═══ Excerpt ═══

Winner of the Christianity Today Book of the Year Award (1995)
“The scandal of the evangelical mind is that there is not much of an evangelical mind.” So begins this award-winning intellectual history and critique of the evangelical movement by one of evangelicalism’s most respected historians.
Unsparing in his indictment, Mark Noll asks why the largest single group of religious Americans—who enjoy increasing wealth, status, and political influence—have contributed so little to rigorous intellectual scholarship. While nourishing believers in the simple truths of the gospel, why have so many evangelicals failed to sustain a serious intellectual life and abandoned the universities, the arts, and other realms of “high” culture? 
Over twenty-five years since its original publication, The Scandal of the Evangelical Mind has turned out to be prescient and perennially relevant. In a new preface, Noll lays out his ongoing personal frustrations with this situation, and in a new afterword he assesses the state of the scandal—showing how white evangelicals’ embrace of Trumpism, their deepening distrust of science, and their frequent forays into conspiratorial thinking have coexisted with surprisingly robust scholarship from many with strong evangelical connections.

The scandal of the evangelical mind is that there is not much of an evangelical mind. I was in my mid-teens when I first read that scathing opening line of Mark Noll’s The Scandal of the Evangelical Mind and it is part of what pushed me—then a stolid evangelical—toward academic pursuits. Nearly two decades later and I’m still an evangelical (but maybe not an Evangelical, if you can understand the difference) and Noll’s words have proven prophetic even as they still resound as a warning for a new generation.

═══ Dataset section ═══

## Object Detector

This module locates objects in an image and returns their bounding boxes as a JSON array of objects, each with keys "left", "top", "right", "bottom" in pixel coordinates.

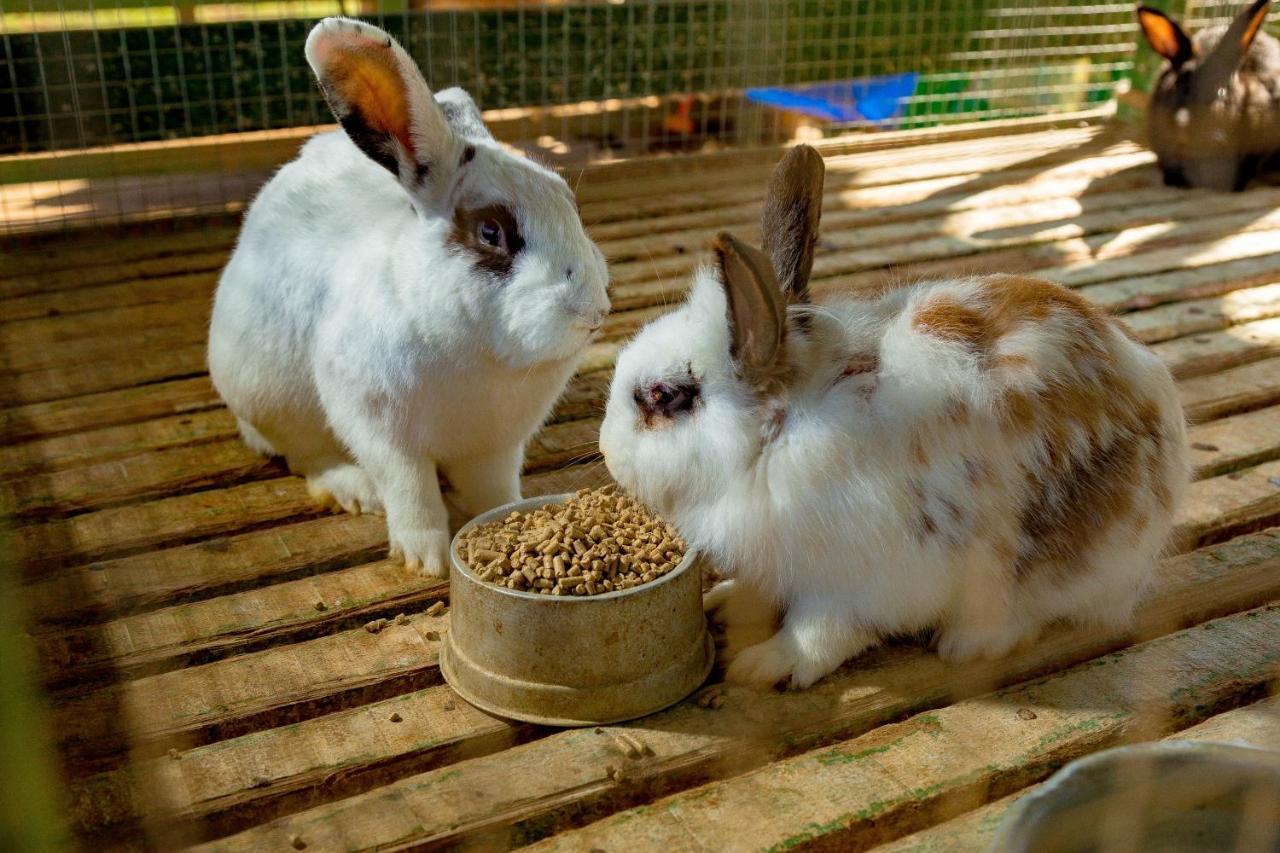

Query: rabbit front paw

═══

Challenges:
1) In one to three sentences, explain why, according to the excerpt on The Scandal of the Evangelical Mind, the book's opening line mattered to the writer of the final paragraph.
2) Carry the excerpt on The Scandal of the Evangelical Mind forward from the point where it stops.
The data that accompany this page are separate material and have no connection to the excerpt on The Scandal of the Evangelical Mind.

Responses:
1) The writer first read that opening line in their mid-teens, while still a stolid evangelical. The line was part of what pushed the writer toward academic pursuits.

2)
Evangelicalism as changed significantly since 1994, when the book’s first edition was released. A new edition for the 2020s is both timely and relevant. While the bulk of the book remains the same, Noll has added a new preface and afterword to address 21st century evangelicalism. The afterword is taken from a journal article written for Modern Reformation in 2021, meaning that the only truly brand-new material is Noll’s preface. This is the new edition’s strength and weakness, simultaneously. On one hand, Noll is able to show that the challenges within evangelicalism aren’t endemic to Trumpism or part of a post-Obama era. Or, put another way, it’s not just Jerry Jr and Franklin, it’s Jerry Sr and Billy too. This problem within evangelicalism isn’t recent—it’s been a part of the movement for a long time. On the other, there is so much that could be reworked to provide contemporary examples of the problem. While I appreciate what Noll has done here—and he certainly doesn’t owe us the laboriously intensive process of updating everything in the book—some more recent and novel material would have made this book stand out. This is a 2022 edition of a 1994 book, not an update or a revision.

The Scandal of the Evangelical Mind traces the anti-intellectualism that pervades evangelical thinking. The book is divided into four parts: The Scandal, How the Scandal Has Come to Pass, What the Scandal Has Meant, and Hope?. The first part offers a definition and contextualization of the scandal and briefly sketches why it matters—both for Christian thinking and in the larger world. The second part traces evangelical history, particularly its association with fundamentalism, calling it an “intellectual disaster.” The third part focuses on the arenas of politics and science, while the fourth offers threads for hope—some of which have seen continued fruition while others have died on the vine (or sometimes been killed by establishment evangelicalism).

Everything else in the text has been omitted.